Source data

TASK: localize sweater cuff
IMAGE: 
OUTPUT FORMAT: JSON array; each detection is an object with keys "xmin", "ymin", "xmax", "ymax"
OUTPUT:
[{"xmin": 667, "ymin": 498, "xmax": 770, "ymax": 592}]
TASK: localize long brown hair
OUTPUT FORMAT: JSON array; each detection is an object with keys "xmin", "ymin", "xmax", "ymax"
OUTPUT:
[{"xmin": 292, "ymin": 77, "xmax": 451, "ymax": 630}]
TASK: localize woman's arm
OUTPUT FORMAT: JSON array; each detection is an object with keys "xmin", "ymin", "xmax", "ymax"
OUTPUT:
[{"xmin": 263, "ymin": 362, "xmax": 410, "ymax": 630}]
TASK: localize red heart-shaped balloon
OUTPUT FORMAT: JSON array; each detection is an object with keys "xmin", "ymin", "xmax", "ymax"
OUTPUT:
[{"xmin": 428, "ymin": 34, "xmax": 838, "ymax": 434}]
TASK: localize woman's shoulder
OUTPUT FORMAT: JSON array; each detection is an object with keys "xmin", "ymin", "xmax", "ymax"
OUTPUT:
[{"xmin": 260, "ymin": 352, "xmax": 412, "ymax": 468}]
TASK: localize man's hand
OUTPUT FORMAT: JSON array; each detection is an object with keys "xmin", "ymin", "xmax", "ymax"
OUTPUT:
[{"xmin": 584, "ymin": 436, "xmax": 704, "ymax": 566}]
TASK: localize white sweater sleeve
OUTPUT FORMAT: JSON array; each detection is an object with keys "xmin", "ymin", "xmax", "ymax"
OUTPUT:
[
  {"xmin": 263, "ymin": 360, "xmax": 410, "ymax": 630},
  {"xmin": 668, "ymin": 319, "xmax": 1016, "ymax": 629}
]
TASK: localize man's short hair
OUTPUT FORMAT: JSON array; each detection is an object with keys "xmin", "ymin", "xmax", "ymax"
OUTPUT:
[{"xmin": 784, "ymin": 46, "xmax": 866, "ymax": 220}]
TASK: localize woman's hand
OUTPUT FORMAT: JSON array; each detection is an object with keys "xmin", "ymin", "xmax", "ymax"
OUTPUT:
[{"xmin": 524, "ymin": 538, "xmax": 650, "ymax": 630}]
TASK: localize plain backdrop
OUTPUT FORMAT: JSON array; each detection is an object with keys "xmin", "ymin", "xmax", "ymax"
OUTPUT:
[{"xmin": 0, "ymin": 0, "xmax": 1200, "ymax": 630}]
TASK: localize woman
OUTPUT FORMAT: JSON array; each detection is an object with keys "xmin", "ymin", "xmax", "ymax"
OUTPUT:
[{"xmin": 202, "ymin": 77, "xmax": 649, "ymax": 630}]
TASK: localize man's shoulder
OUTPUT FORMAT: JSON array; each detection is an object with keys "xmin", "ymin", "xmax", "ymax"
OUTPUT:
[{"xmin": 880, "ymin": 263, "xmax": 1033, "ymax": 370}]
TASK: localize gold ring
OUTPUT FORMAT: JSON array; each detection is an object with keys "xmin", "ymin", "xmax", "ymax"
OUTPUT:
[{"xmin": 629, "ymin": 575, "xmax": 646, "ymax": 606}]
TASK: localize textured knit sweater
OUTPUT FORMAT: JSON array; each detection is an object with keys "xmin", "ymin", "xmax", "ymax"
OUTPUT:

**Given instruction:** Retype every line of the listing above without changing anything.

**Task result:**
TASK: localize sweater cuff
IMAGE: 
OUTPUT FORMAT: JSON array; each detection is an object with keys "xmin", "ymin", "xmax", "ymax"
OUTPUT:
[{"xmin": 667, "ymin": 498, "xmax": 770, "ymax": 592}]
TASK: localize long brown hair
OUTPUT FORMAT: JSON array; each detection is an object with keys "xmin", "ymin", "xmax", "ymax"
OUTPUT:
[{"xmin": 292, "ymin": 77, "xmax": 451, "ymax": 630}]
TASK: localize woman's arm
OUTPUT FORMAT: JSON array; each detection is an object with keys "xmin", "ymin", "xmax", "ymax"
OUTPUT:
[{"xmin": 263, "ymin": 362, "xmax": 410, "ymax": 630}]
TASK: localize red heart-shaped balloon
OUTPUT FORMAT: JSON array; each detection is an object with keys "xmin", "ymin", "xmax", "ymax"
OUTPUT:
[{"xmin": 428, "ymin": 34, "xmax": 838, "ymax": 434}]
TASK: localize woman's shoulder
OUTPUT FORMAT: JSON array; each detection is an object with keys "xmin", "ymin", "xmax", "ymax"
OUTPUT:
[{"xmin": 260, "ymin": 352, "xmax": 412, "ymax": 468}]
TASK: localize man's hand
OUTPUT FORMAT: JSON array; each detection is an object with keys "xmin", "ymin", "xmax", "ymax"
OUTPUT:
[{"xmin": 584, "ymin": 436, "xmax": 704, "ymax": 566}]
TASK: localize white sweater sleeve
OUTPUT FORMAT: JSON array; each detection is an object with keys "xmin", "ymin", "xmax", "ymax"
OUTPUT:
[
  {"xmin": 263, "ymin": 360, "xmax": 410, "ymax": 630},
  {"xmin": 668, "ymin": 319, "xmax": 1016, "ymax": 629}
]
TASK: localize man's short hair
OUTPUT FORMAT: JSON array; each detection is an object with keys "xmin", "ymin", "xmax", "ymax"
OUTPUT:
[{"xmin": 784, "ymin": 46, "xmax": 866, "ymax": 220}]
TASK: localize woman's hand
OUTPUT FORMAT: JSON array; each detection is an object with keys "xmin", "ymin", "xmax", "ymax"
OUTPUT:
[{"xmin": 524, "ymin": 538, "xmax": 650, "ymax": 630}]
TASK: localize plain backdrop
OUTPUT FORMAT: JSON array; each detection is an object with keys "xmin", "ymin", "xmax", "ymax"
OUTPUT:
[{"xmin": 0, "ymin": 0, "xmax": 1200, "ymax": 630}]
TASK: localize woman
OUTPUT FORMAT: JSON array; each detection is an object with keys "xmin", "ymin", "xmax", "ymax"
OUTPUT:
[{"xmin": 202, "ymin": 77, "xmax": 649, "ymax": 630}]
TASK: localize man's shoulder
OUTPUT FORMAT: JSON array; each detection is an object with keys "xmin", "ymin", "xmax", "ymax"
OUTPUT:
[{"xmin": 880, "ymin": 263, "xmax": 1033, "ymax": 370}]
TASK: localize gold ring
OUTPUT FORMAT: JSON array; each detection is an object with keys "xmin", "ymin", "xmax", "ymax"
OUTPUT:
[{"xmin": 629, "ymin": 575, "xmax": 646, "ymax": 606}]
TASK: localize textured knit sweater
OUTPUT FORMAT: JSON array; each detection is an object with keys "xmin", "ymin", "xmax", "ymax"
OUTPUT:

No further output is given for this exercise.